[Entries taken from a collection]
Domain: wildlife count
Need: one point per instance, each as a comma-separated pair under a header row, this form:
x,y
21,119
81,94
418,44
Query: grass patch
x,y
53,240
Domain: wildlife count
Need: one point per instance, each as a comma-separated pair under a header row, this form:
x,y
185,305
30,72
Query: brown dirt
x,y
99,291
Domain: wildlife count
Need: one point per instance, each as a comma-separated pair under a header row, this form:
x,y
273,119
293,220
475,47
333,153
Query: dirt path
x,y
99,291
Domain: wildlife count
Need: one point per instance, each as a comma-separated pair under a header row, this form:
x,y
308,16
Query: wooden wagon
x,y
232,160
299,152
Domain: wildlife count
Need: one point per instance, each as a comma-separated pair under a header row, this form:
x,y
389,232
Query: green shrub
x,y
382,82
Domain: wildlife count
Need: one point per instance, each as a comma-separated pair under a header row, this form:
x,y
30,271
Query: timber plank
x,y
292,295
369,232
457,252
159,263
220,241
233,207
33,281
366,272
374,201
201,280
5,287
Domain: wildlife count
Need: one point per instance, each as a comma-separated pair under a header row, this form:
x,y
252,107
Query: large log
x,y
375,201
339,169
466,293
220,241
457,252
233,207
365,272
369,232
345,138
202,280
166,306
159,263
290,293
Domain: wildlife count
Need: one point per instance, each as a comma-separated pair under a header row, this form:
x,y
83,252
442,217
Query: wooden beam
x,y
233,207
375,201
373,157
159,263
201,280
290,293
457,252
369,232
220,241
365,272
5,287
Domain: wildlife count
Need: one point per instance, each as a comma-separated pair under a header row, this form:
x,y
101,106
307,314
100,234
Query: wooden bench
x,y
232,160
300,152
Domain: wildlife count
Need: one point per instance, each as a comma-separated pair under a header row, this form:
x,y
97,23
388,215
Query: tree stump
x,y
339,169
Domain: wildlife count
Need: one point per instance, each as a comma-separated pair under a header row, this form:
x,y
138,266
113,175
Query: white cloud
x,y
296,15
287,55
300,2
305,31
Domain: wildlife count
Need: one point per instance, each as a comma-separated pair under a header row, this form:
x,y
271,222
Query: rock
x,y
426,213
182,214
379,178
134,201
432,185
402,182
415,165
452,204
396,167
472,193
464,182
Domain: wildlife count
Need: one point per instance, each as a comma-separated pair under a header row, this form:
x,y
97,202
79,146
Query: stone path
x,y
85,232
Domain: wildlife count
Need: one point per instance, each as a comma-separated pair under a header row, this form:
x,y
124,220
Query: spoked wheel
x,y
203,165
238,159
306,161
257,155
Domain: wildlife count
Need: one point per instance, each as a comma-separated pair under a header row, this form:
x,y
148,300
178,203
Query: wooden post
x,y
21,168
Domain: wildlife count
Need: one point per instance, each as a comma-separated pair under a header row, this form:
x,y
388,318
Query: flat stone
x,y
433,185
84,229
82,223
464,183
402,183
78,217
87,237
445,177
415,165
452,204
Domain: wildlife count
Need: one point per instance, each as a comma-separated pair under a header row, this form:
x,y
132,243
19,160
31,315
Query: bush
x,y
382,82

...

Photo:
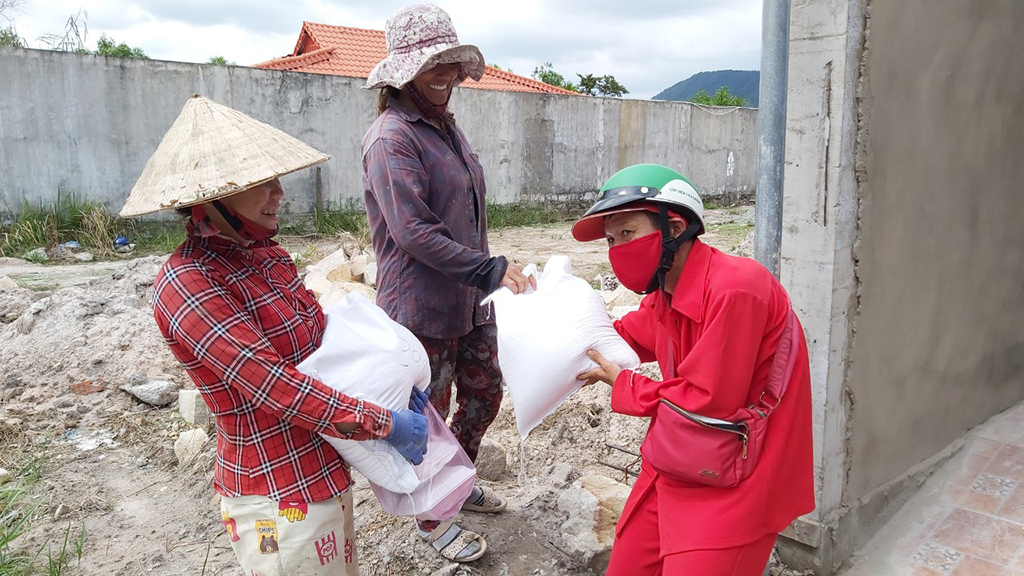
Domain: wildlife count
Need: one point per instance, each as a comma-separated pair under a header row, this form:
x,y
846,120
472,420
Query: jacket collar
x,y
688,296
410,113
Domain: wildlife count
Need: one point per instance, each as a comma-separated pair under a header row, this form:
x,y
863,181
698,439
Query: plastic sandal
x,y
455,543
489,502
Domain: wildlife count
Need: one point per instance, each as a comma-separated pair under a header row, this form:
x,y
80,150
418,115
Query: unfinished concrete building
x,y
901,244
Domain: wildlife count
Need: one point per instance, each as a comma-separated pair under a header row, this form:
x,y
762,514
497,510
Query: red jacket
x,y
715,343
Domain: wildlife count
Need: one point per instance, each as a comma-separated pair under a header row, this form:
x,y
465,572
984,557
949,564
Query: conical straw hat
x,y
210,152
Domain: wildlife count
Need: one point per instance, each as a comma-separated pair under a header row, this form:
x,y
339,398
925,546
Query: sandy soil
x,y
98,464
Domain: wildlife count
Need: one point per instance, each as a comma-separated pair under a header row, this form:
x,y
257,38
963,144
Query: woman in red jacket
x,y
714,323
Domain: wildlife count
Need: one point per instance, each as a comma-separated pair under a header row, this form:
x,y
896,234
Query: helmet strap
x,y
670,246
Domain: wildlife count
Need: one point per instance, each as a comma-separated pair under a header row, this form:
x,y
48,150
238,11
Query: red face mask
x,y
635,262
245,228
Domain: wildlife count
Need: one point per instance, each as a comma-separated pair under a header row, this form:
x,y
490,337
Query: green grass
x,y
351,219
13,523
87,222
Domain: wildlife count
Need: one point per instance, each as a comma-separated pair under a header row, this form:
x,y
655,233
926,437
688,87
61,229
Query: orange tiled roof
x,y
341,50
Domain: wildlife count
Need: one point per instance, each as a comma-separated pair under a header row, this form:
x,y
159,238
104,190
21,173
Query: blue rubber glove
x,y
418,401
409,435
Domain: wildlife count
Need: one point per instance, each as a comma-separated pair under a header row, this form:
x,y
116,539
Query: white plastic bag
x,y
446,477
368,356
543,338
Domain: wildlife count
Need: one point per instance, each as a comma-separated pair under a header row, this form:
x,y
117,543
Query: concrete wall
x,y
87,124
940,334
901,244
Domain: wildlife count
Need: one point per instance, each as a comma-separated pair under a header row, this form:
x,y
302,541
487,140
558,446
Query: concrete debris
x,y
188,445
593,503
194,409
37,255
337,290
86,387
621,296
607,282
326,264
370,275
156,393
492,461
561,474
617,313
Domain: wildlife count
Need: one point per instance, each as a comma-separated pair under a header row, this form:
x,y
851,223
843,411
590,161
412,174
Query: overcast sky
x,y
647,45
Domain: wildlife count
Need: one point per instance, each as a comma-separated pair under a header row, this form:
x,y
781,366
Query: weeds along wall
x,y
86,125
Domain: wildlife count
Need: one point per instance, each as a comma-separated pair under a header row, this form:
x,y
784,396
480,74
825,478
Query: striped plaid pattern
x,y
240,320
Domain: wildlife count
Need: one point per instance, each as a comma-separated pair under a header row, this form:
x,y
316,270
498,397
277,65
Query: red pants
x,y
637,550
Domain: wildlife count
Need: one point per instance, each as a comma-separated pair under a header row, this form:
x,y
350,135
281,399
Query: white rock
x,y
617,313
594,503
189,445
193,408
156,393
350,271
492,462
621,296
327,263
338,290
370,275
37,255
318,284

---

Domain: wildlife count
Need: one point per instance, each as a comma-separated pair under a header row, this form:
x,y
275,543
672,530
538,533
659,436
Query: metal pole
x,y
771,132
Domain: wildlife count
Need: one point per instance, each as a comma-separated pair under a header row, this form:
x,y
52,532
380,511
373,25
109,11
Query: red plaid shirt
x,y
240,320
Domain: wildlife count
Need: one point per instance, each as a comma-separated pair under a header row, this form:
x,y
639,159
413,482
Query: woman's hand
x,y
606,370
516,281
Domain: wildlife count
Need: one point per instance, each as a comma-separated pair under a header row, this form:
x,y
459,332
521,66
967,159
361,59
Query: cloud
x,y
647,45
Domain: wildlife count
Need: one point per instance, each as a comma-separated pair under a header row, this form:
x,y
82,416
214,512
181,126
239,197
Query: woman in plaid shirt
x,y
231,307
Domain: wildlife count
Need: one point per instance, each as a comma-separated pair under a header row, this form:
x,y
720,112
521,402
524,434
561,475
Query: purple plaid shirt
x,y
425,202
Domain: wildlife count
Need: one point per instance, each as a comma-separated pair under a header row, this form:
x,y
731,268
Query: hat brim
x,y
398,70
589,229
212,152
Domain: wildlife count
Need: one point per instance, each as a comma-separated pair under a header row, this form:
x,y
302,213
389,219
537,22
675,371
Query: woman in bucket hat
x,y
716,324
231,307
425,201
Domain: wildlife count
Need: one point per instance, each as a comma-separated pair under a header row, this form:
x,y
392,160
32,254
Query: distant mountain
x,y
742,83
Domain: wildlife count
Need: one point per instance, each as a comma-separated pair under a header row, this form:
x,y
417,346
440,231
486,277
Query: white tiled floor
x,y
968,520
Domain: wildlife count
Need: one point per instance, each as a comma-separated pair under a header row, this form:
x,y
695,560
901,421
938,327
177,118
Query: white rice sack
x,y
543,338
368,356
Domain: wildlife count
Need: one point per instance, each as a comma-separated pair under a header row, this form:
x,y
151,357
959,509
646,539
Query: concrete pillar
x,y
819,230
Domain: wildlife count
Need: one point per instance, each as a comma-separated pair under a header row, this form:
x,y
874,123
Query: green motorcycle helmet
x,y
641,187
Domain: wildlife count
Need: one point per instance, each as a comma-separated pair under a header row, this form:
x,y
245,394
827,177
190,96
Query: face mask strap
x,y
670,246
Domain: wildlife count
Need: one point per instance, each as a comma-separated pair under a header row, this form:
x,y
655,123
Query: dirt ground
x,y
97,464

-- What is asked --
Pick out every line above that contains the word "mask" and copy each one. Letter case matters.

-- Exercise result --
Query: red face mask
Query: face mask strap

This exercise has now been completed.